▶ TASK: Print the listing below unchanged, every line from the first to the last.
==================================================
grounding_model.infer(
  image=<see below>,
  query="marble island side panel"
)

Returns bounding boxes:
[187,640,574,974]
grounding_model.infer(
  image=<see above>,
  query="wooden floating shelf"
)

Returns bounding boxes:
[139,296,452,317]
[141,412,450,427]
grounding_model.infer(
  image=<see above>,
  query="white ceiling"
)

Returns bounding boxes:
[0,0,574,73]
==================================================
▶ CORRECT OUTPUT:
grounding_model.infer(
  image=<see below>,
  query="marble island side panel"
)

Returns bounding boxes:
[187,640,574,974]
grounding_model.infer(
  image=<see above>,
  query="wooden floating shelf"
)

Returns bounding boxes:
[139,296,452,317]
[141,412,450,427]
grounding_model.infer(
  image=<see above>,
  query="white ceiling"
)

Returns bounding boxes:
[0,0,574,73]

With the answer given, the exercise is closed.